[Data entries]
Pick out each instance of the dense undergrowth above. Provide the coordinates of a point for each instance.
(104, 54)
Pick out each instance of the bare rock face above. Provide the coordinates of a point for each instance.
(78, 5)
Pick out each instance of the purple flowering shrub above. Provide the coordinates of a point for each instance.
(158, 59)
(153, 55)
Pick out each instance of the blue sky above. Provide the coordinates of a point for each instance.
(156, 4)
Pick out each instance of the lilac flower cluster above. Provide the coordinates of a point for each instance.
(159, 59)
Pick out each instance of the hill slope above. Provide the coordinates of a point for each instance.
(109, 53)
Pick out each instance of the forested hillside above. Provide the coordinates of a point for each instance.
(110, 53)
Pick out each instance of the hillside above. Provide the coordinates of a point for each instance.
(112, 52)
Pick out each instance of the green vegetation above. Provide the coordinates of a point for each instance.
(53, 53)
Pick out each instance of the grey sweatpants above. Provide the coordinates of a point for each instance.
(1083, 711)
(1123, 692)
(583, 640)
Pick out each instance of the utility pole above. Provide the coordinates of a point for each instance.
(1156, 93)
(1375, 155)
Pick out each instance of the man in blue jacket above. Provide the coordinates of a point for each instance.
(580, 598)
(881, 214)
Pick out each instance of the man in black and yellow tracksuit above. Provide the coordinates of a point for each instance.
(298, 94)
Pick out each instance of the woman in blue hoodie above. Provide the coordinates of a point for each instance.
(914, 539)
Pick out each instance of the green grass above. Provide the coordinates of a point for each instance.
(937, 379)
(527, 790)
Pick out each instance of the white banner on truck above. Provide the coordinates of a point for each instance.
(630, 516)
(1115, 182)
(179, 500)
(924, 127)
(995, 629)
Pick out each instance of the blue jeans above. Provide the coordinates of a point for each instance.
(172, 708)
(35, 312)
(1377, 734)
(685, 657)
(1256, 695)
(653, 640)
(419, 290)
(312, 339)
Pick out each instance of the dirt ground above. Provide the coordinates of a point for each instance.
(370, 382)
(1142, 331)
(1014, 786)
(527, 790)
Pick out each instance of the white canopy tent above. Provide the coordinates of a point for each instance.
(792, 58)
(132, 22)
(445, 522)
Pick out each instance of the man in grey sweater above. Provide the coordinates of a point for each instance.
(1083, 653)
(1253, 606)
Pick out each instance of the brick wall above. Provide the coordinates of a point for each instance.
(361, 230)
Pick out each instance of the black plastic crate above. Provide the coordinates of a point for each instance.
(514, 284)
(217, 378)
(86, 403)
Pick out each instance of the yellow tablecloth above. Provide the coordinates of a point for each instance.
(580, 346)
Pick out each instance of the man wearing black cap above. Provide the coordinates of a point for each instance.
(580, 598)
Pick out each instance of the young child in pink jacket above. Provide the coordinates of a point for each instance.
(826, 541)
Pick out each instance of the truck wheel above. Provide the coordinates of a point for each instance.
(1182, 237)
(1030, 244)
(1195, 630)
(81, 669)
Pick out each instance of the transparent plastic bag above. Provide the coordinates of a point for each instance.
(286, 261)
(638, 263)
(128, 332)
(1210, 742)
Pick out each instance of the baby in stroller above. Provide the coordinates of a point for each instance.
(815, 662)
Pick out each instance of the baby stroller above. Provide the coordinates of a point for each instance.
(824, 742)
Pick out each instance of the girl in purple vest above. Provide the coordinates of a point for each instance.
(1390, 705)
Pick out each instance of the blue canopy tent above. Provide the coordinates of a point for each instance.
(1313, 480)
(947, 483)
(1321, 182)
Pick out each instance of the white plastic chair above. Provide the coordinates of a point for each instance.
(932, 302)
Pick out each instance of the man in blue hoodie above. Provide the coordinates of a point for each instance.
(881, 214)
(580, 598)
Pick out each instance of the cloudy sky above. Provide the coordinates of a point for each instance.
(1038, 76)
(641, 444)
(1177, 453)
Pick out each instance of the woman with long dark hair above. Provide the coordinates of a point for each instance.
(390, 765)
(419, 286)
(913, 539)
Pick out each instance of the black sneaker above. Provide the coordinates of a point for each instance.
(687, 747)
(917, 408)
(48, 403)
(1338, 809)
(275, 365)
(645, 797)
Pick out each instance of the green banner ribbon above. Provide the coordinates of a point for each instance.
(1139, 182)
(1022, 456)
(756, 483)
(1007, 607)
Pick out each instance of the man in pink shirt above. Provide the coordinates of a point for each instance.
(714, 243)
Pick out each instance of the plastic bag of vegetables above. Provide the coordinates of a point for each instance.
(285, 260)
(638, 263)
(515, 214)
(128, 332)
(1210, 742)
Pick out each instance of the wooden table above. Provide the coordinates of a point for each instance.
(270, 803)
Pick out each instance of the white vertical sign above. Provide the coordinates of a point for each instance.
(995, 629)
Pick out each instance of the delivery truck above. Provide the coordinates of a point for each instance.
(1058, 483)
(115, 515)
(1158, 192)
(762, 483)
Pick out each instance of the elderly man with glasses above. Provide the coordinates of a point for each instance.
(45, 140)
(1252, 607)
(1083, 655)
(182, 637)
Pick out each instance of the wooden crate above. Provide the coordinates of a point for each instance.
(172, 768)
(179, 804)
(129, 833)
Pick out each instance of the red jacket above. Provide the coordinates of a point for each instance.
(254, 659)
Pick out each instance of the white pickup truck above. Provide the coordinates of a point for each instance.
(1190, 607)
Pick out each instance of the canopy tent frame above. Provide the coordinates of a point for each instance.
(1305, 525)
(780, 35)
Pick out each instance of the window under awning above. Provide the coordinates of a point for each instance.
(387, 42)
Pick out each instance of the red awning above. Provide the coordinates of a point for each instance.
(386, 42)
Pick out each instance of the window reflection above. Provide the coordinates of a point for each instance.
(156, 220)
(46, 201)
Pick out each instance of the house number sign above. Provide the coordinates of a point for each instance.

### YOUR ASSIGNMENT
Could you copy out the data in full, exactly as it is written?

### YOUR SOLUTION
Pick out each instance of the dense undergrowth above. Provide the coordinates of a point for each instance.
(104, 54)
Pick out each instance of the bare rock face above. Provide the coordinates of a point for each instance.
(78, 5)
Pick out each instance of the purple flowering shrub above. Provide the coordinates of a point for each instance.
(158, 59)
(153, 55)
Pick out each instance of the blue sky above. Provide the coordinates of a point for each instance.
(156, 4)
Pick out each instance of the lilac flower cluster above. Provide the coordinates of a point for each instance.
(159, 59)
Pick out each instance of the hill slope above. Provide the coordinates of a point for each instance.
(109, 53)
Pick out each instance of the forested hillside above. Provide the coordinates of a point for each instance.
(110, 53)
Pick out each instance of the hillside above. Provide the coordinates of a point for each instance.
(112, 52)
Pick out each instance of the green vegetation above. Provide the coordinates of a point for each instance.
(53, 53)
Pick out each instance of the grey sweatpants above. Provide the coordinates of a point for each instance.
(1083, 711)
(1123, 692)
(583, 640)
Pick out each instance of the utility pole above. Provide the coordinates of a point for each instance.
(1156, 93)
(1375, 155)
Pick out each instance of the man in blue jacket above. Provide the coordinates of a point for each instance.
(580, 598)
(881, 214)
Pick out each instance of the man in black and yellow tracksuit above. Provide the coordinates of a point for each instance.
(298, 94)
Pick out each instance of the woman in blue hoodie above. Provide the coordinates of a point for each instance.
(914, 539)
Pick out each instance of the green grass above. Provide the coordinates of a point for each instance.
(937, 379)
(527, 790)
Pick out each instance of the white banner on truck above. Provide the coordinates of a point for each instance.
(630, 516)
(1115, 182)
(179, 500)
(924, 127)
(995, 629)
Pick out each instance of the blue jeans above. Provide the coordinates of a point for each instance.
(172, 708)
(35, 312)
(1377, 734)
(685, 657)
(1256, 695)
(653, 640)
(419, 290)
(312, 339)
Pick out each instance of the dirt ground above. Provide the coordinates of a point for each instance.
(370, 382)
(1142, 331)
(1014, 786)
(527, 790)
Pick out each instance of the white canopy tent above. Provide the coordinates of a point for each instance.
(792, 58)
(132, 22)
(445, 522)
Pick out each instance of the man in grey sweater above. Provide the coordinates of a point for each instance.
(1083, 653)
(1253, 606)
Pick out each instance of the brick wall above. Provide the coordinates of a point for each instance.
(361, 230)
Pick out each instance of the black plastic crate above. Provide the coordinates of a point for each instance.
(514, 284)
(217, 378)
(86, 403)
Pick out each instance of the yellow tablecloth above. Provide the coordinates of a point for each instance.
(580, 346)
Pick out each instance of the man wearing black cap above. Provide the coordinates of a point for each instance.
(580, 598)
Pick out each instance of the young child in pink jacket above. Provide the coordinates of a point for each instance.
(826, 541)
Pick out each instance of the truck wheel above. Provide the coordinates of a point for each instance.
(1182, 237)
(1030, 244)
(1195, 630)
(81, 669)
Pick out each instance of the transparent plastic bag above. Provide the coordinates of a point for each instance.
(286, 261)
(638, 263)
(128, 332)
(1210, 742)
Pick out each instance of the baby in stroller above. Provide the coordinates of a point for each instance.
(815, 662)
Pick out each instance of the baby stroller above. Provide the coordinates of a point for each instance.
(824, 742)
Pick out each instance of the girl in purple vest above. Provide the coordinates of a point for each instance.
(1390, 705)
Pick out each instance of the blue canopy tent above. Provide the coordinates of a point for each instance.
(1313, 480)
(947, 483)
(1321, 182)
Pick out each instance of the white plastic chair above. Provide the coordinates of a point for each instance.
(932, 302)
Pick out each instance of the man in blue hoodie above. Provide the coordinates of a point for each instance.
(881, 214)
(580, 598)
Pick out each instance of the cloudy sky above. Provide the coordinates of a point for each instance.
(1038, 76)
(641, 444)
(1177, 453)
Pick out each instance of the woman with long dark hair above. Provide the coordinates of a point for each instance.
(390, 765)
(419, 286)
(913, 539)
Pick out each instance of the black sneaker above. Provide the coordinates of a point for each instance.
(687, 747)
(917, 408)
(48, 403)
(1338, 809)
(275, 365)
(645, 797)
Pick out each instance of the green banner ribbon above. Provide the coordinates of a point for each instance.
(1139, 182)
(1022, 456)
(756, 483)
(1007, 607)
Pick out each instance of the man in pink shirt above. Provide the coordinates of a point for each instance.
(714, 243)
Pick out each instance of the plastic bag of vegetables above. Provide the coordinates of a point for each instance.
(285, 260)
(638, 263)
(515, 214)
(128, 332)
(1210, 742)
Pick out each instance of the wooden table above. Provide the coordinates of a point for each instance.
(270, 803)
Pick out each instance of the white vertical sign above. Provide the coordinates of a point for each instance.
(995, 629)
Pick out each instance of the delivery truck above. Provide the coordinates of a point for each instance.
(1058, 483)
(115, 515)
(1158, 192)
(762, 483)
Pick out each instance of the elderly man with glasses above. Provide the coordinates of a point for each instance.
(45, 140)
(1252, 607)
(1083, 655)
(182, 637)
Pick out each instance of the wooden crate above. Provide the coordinates of a point for each instance.
(172, 768)
(179, 804)
(129, 833)
Pick out each instance of the red jacket above. Provide the coordinates of a point for each instance.
(254, 659)
Pick out each instance of the white pickup truck above. Provide the coordinates of a point for each instance.
(1190, 607)
Pick out each instance of the canopy tent frame above. Provide the coordinates of a point for each instance.
(1305, 525)
(780, 35)
Pick out each instance of the window under awning above. Provide the coordinates of a point for each instance.
(387, 42)
Pick out each instance of the red awning above. Provide the coordinates of a point for each instance.
(386, 42)
Pick out each instance of the window reflection above. Provide the coordinates of a point for each instance.
(156, 220)
(46, 201)
Pick out each instance of the house number sign above. Provide the coordinates of a point for each instance.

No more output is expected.